● **Stated goal**:
Please repeat every line of the listing below verbatim, leaving the pictures out of your answer.

--- Begin ---

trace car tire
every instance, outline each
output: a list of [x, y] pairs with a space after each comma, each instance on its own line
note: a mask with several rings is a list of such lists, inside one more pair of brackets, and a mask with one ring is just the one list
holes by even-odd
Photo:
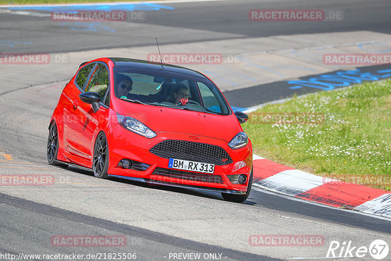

--- End ---

● **Full response**:
trace car tire
every instance, outline each
output: a list of [x, y] pairs with a space after each comma, each instance on its own line
note: a mask with several rings is a list of such lists, inside one more pair of brackets, and a mask with one ring is just the one list
holes by even-odd
Photo:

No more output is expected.